- [Task set]:
[1] List the names the cinema in the Valley Centertainment text has operated under.
[2] Rewrite the part of the Valley Centertainment text that opens with "- From the west/south" and closes with "well sign posted.", replacing "Travelling" with "Driving".

*** Quoted passage ***

Opening on 5 November 1998 as a Virgin Megaplex, it later re-branded in October 1999 to UGC before becoming Cineworld in 2005.

===Bowling===
The complex features a Hollywood Bowl bowling alley, which has twenty eight lanes open until midnight every night. It also contains a bar, cafe and arcade.

===Other attractions===
Valley Centertainment is also home to an indoor Laser Quest, Laser Quest Sheffield. Consisting of two floors of arena space for the children to explore. Painted brilliantly to look as though the children are in outer space. Paradise Island Adventure Golf opened at the park in February 2012 featuring a large indoor mini adventure golf with 2 different courses. An indoor family entertainment centre called 'Monkey Bizness' opened in 2009, the largest of its kind in the country.

==Restaurants==
Valley Centertainment has established itself as a popular destination for meals as it contains several restaurants, which at peak times can become very busy. These are:

- Burger King
- Frankie & Benny's
- Five Guys
- Unit Sheffield
- Nando's
- Bella Italia
- Wagamama
- Proove Pizza
- Starbucks
- Subway
- Pizza Express
- 39 Desserts
- Miller & Carter Steakhouse

==Public transport==
Valley Centertainment is well served by public transport. Opened in 1998, Valley Centertainment tram stop is located on the South Yorkshire Supertram's Yellow and Tram-train routes serving Sheffield City Centre, Meadowhall Interchange, and the nearby town of Rotherham.

It is within easy bus access of both Sheffield and Rotherham city centre.

| Preceding station |  | South Yorkshire Supertram |  | Following station |
|---|---|---|---|---|
| Carbrook towards Meadowhall Interchange |  | Yellow Route |  | Arena towards Middlewood |
| Carbrook towards Parkgate |  | Tram-train Route |  | Arena towards Cathedral |

==Road access==
Valley Centertainment is easily accessible by road:

- From the north - Junction 34 of the M1, and the A6178 or A631.
- From the south or east - Junction 33 of the M1, then using the Sheffield Parkway and following the signs for Sheffield Arena from there.
- From the west/south west - Travelling to Sheffield City Centre and taking the A6109 (Ring Road Junction 10) from the Inner Ring Road. From there it has been well sign posted.

==Parking==
Valley Centertainment has its own large, free car park. Parking is safe and secure, rewarded by being given its fifth Park Mark Award.
Despite ample parking, finding a space can be difficult at peak times. Parking is particularly difficult when there is an event taking place at the neighbouring Sheffield Arena, Sheffield Ice Rink, or when nearby Meadowhall Centre is busy. Valley Centertainment operate a strict policy of fining customers if they park in non standard locations.

*** End of Quoted passage ***
*** Data extracts ***

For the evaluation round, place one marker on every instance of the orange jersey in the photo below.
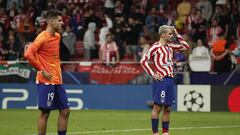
(43, 53)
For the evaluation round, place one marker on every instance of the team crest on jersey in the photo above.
(49, 103)
(162, 100)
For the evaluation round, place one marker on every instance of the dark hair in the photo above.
(53, 14)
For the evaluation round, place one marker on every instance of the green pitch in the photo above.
(99, 122)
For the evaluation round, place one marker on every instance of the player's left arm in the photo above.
(182, 45)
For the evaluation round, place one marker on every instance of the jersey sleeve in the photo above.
(31, 52)
(146, 57)
(183, 45)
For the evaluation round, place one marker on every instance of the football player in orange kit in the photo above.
(43, 54)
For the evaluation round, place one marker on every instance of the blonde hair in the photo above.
(162, 29)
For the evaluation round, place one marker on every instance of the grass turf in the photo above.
(114, 122)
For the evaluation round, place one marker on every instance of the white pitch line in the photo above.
(146, 129)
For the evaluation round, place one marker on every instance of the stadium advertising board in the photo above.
(225, 98)
(120, 74)
(193, 98)
(124, 97)
(14, 73)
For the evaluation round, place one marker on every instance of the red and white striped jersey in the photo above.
(162, 57)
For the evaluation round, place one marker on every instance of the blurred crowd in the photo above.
(116, 30)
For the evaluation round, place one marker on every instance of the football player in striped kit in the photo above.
(161, 55)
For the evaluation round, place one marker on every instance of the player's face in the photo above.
(168, 35)
(57, 24)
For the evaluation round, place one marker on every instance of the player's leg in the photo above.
(157, 87)
(155, 118)
(45, 104)
(165, 119)
(63, 121)
(64, 111)
(169, 99)
(42, 121)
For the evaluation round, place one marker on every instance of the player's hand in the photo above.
(174, 30)
(27, 45)
(46, 75)
(157, 77)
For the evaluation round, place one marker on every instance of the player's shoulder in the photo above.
(41, 37)
(58, 35)
(155, 45)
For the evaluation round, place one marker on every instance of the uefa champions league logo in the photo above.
(193, 101)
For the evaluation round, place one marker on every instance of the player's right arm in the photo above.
(144, 62)
(30, 54)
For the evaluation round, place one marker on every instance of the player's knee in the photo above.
(167, 110)
(65, 112)
(45, 112)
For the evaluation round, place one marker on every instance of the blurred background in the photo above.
(102, 44)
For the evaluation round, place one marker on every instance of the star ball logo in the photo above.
(193, 101)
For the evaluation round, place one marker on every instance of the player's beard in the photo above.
(59, 29)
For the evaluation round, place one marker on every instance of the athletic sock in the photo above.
(62, 132)
(155, 125)
(165, 126)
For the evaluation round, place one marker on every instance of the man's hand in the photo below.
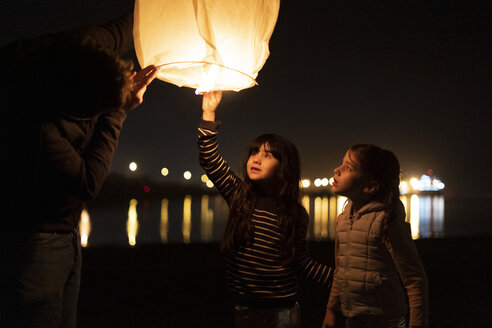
(329, 321)
(210, 102)
(140, 82)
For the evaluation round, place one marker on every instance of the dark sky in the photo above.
(410, 76)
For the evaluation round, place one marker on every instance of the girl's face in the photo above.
(262, 166)
(349, 180)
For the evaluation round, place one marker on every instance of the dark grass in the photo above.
(183, 285)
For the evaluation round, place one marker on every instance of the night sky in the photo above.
(410, 76)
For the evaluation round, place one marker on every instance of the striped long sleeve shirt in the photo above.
(255, 273)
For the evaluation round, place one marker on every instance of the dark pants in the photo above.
(39, 279)
(246, 317)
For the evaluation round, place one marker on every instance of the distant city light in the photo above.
(84, 227)
(414, 182)
(403, 187)
(305, 183)
(425, 183)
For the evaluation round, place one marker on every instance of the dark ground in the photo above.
(183, 285)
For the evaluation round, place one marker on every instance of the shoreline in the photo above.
(179, 285)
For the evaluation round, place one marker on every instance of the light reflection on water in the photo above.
(203, 219)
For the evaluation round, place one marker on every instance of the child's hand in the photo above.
(210, 102)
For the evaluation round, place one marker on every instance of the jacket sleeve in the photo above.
(212, 162)
(334, 299)
(412, 274)
(80, 171)
(305, 265)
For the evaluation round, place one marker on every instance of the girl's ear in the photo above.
(371, 187)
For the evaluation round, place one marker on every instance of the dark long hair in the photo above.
(239, 229)
(382, 166)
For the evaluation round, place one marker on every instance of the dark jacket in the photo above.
(53, 163)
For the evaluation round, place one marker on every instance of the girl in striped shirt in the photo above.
(264, 242)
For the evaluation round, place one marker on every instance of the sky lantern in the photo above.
(206, 45)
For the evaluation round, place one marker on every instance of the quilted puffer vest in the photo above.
(366, 276)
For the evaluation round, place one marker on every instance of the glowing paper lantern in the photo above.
(205, 44)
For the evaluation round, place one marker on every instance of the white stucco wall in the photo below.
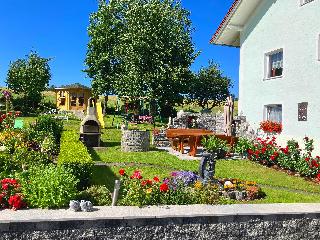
(282, 24)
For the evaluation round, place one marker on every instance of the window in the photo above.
(73, 99)
(302, 112)
(81, 99)
(319, 47)
(302, 2)
(62, 98)
(273, 112)
(62, 101)
(274, 64)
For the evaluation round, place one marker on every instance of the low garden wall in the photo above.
(272, 221)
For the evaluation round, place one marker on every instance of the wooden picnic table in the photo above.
(193, 136)
(180, 135)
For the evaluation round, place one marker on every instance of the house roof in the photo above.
(73, 86)
(228, 32)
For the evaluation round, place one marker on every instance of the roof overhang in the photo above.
(228, 32)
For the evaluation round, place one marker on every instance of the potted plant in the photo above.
(216, 146)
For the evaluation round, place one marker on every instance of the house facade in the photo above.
(279, 73)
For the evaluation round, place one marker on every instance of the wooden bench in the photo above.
(192, 137)
(181, 136)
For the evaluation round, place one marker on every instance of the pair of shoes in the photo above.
(85, 206)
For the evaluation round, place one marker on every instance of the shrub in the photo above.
(25, 157)
(271, 127)
(74, 155)
(7, 120)
(264, 151)
(214, 144)
(177, 189)
(10, 196)
(98, 195)
(48, 186)
(243, 145)
(48, 124)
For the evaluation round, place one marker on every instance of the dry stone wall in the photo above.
(255, 227)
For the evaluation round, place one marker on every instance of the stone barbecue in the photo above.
(90, 129)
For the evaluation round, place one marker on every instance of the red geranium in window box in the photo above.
(271, 127)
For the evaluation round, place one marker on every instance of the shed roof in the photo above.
(73, 86)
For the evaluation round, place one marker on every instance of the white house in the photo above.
(279, 75)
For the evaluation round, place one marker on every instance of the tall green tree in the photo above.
(28, 77)
(141, 48)
(209, 87)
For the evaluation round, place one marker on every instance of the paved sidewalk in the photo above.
(35, 215)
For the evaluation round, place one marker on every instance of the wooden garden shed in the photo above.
(72, 97)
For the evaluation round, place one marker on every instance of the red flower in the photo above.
(250, 151)
(122, 172)
(164, 187)
(16, 202)
(136, 174)
(5, 186)
(314, 163)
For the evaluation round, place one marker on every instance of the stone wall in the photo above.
(274, 226)
(135, 141)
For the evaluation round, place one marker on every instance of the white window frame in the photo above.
(318, 48)
(265, 114)
(303, 2)
(267, 65)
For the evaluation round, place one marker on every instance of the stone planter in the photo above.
(236, 195)
(135, 141)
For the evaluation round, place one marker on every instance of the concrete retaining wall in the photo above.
(284, 225)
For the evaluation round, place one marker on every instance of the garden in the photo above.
(44, 165)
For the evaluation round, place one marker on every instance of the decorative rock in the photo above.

*** End of Data extracts ***

- [Expected outputs]:
[1] Virgin Megaplex, UGC, Cineworld

[2]
- From the west/south west - Driving to Sheffield City Centre and taking the A6109 (Ring Road Junction 10) from the Inner Ring Road. From there it has been well sign posted.